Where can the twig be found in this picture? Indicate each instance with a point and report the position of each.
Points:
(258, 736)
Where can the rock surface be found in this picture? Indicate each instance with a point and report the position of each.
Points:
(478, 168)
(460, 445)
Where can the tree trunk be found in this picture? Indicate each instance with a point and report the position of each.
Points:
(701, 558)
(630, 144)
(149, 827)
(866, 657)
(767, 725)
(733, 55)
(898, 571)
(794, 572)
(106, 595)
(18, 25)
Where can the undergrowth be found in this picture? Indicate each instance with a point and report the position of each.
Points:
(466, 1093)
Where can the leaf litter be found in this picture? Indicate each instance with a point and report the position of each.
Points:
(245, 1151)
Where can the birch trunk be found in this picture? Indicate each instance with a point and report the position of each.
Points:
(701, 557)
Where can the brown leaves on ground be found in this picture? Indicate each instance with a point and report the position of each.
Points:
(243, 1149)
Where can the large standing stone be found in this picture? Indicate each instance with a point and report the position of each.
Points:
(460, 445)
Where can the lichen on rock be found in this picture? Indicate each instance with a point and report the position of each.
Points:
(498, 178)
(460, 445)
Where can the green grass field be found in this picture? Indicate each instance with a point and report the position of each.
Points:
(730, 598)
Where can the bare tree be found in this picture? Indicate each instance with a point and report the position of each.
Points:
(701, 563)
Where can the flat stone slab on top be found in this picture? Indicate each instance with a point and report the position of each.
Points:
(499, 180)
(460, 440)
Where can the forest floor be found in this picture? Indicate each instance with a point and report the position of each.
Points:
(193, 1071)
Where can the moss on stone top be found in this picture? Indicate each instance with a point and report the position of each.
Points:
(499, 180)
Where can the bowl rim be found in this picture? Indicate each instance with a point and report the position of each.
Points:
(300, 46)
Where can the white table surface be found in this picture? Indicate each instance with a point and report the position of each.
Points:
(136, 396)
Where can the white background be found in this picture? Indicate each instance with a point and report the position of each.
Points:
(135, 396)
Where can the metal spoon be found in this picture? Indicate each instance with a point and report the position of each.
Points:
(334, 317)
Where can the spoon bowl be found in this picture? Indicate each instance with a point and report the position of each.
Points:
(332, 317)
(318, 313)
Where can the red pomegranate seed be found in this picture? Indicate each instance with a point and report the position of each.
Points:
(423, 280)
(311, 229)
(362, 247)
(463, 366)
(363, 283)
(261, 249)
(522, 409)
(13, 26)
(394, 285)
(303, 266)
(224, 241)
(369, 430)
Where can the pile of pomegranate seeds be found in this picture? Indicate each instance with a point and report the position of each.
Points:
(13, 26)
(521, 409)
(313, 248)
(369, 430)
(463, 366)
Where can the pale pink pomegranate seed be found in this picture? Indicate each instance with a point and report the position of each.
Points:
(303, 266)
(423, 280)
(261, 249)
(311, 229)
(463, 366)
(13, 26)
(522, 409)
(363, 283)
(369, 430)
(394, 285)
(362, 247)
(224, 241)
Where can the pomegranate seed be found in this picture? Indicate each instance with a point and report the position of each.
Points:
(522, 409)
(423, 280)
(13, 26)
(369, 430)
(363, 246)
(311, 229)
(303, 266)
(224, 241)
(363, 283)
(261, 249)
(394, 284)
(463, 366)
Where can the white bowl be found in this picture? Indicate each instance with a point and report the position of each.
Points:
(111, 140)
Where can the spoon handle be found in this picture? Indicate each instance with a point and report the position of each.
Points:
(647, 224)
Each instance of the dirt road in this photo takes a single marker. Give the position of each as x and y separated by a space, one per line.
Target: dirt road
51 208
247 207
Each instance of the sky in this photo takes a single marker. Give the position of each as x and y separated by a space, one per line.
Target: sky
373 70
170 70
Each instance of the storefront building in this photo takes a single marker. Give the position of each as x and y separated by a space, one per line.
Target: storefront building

++++++++++

Turn all of the lines above into a numbered list, leaving out any blank lines.

### Full response
1. Where can the twig be found in this picture? Indicate each instance with a point and report the position of each.
2. Points:
3. (258, 736)
4. Where can the rock surface be found in this picture? Indicate each instance with a point and report the position of each.
5. Points:
6. (478, 168)
7. (460, 445)
8. Where can the tree trunk be found in this picture? Indicate each instance with a point and report the position of each.
9. Points:
10. (701, 558)
11. (630, 144)
12. (149, 827)
13. (866, 657)
14. (767, 725)
15. (733, 55)
16. (898, 571)
17. (794, 572)
18. (106, 595)
19. (18, 25)
20. Where can the undergrowth be found in this picture? Indicate each instance with a point and report the position of each.
21. Points:
22. (466, 1093)
23. Where can the leaf litter be found in this picture? Indicate each instance with a point and report the position of each.
24. Points:
25. (245, 1151)
26. Where can the birch trunk be found in this picture? Indicate each instance with a point and report the position of each.
27. Points:
28. (701, 557)
29. Where can the brown leaves on ground be found in this picture? Indicate each instance with a point and report the position of each.
30. Points:
31. (243, 1149)
32. Where can the large standing stone be found in this picture? Indicate each instance with a point and report the position of each.
33. Points:
34. (460, 445)
35. Where can the lichen on rock be found in this picture? Indicate each instance with a point and report the position of each.
36. Points:
37. (498, 178)
38. (460, 445)
39. Where can the green grass field be found in this picture? Indicate each instance with a point and report the position of each.
40. Points:
41. (730, 598)
42. Where can the bare tree be found in this picture? Indicate each instance with a point and report the position of each.
43. Points:
44. (701, 563)
45. Where can the flat stone slab on top be found in this picture? Indicate each instance with a point and report the position of each.
46. Points:
47. (499, 180)
48. (460, 440)
49. Where can the forest floor be found in this picture? Indicate each instance with a point and report the position of each.
50. Points:
51. (193, 1071)
52. Where can the moss on stone top be found in this picture? Indicate each instance with a point and report the position of each.
53. Points:
54. (499, 180)
55. Where can the bowl rim be found in this picture? Indicate each instance with a point and report the position of each.
56. Points:
57. (300, 46)
58. Where can the white table surface be found in this picture? Indicate each instance with a point and report the position of each.
59. Points:
60. (136, 396)
61. Where can the white background be found in this picture? Indicate each instance with a point and report the position of each.
62. Points:
63. (135, 396)
64. Where can the metal spoon be found in this picture? Indicate each instance with a point and report the position of each.
65. Points:
66. (334, 317)
67. Where can the spoon bowl be found in this picture? Indicate each instance with a point and report the position of each.
68. Points:
69. (332, 317)
70. (318, 313)
71. Where can the red pomegranate seed be found in this picture? Indicate each instance with a point and report the position of each.
72. Points:
73. (423, 280)
74. (311, 229)
75. (362, 247)
76. (463, 366)
77. (363, 283)
78. (261, 249)
79. (522, 409)
80. (13, 26)
81. (394, 285)
82. (303, 266)
83. (224, 241)
84. (369, 430)
85. Where can the pile of pomegranate seeds be found in this picture? Indicate each instance with a point and report the position of each.
86. Points:
87. (13, 26)
88. (521, 409)
89. (313, 248)
90. (369, 430)
91. (463, 366)
92. Where can the pale pink pomegranate seed be found in this picture? Indicate each instance with a point and report the position of each.
93. Points:
94. (303, 266)
95. (423, 280)
96. (261, 249)
97. (311, 229)
98. (463, 366)
99. (13, 26)
100. (522, 409)
101. (363, 283)
102. (369, 430)
103. (394, 285)
104. (362, 247)
105. (224, 241)
106. Where can the pomegranate seed be found in this picture? Indicate each instance with a point and report the position of each.
107. Points:
108. (522, 409)
109. (423, 280)
110. (13, 26)
111. (369, 430)
112. (363, 246)
113. (311, 229)
114. (303, 266)
115. (224, 241)
116. (363, 283)
117. (261, 249)
118. (394, 284)
119. (463, 366)
120. Where can the white bowl be found in this picture? Indicate each instance with a point and report the position of each.
121. Points:
122. (111, 140)
123. Where can the spoon handle be found in this picture? Indicate each instance with a point and report the position of each.
124. Points:
125. (647, 224)
126. Each instance of the dirt road in this photo takes a single marker. Give the position of each as x and y separated by a space, one per line.
127. Target: dirt road
128. 51 208
129. 247 207
130. Each instance of the sky in this photo takes a single marker. Give the position of each as x and y separated by a space, one per line.
131. Target: sky
132. 373 70
133. 170 70
134. Each instance of the storefront building in this photo takes a single marker. Give the position of each as x and y separated by a space, one per line.
135. Target: storefront building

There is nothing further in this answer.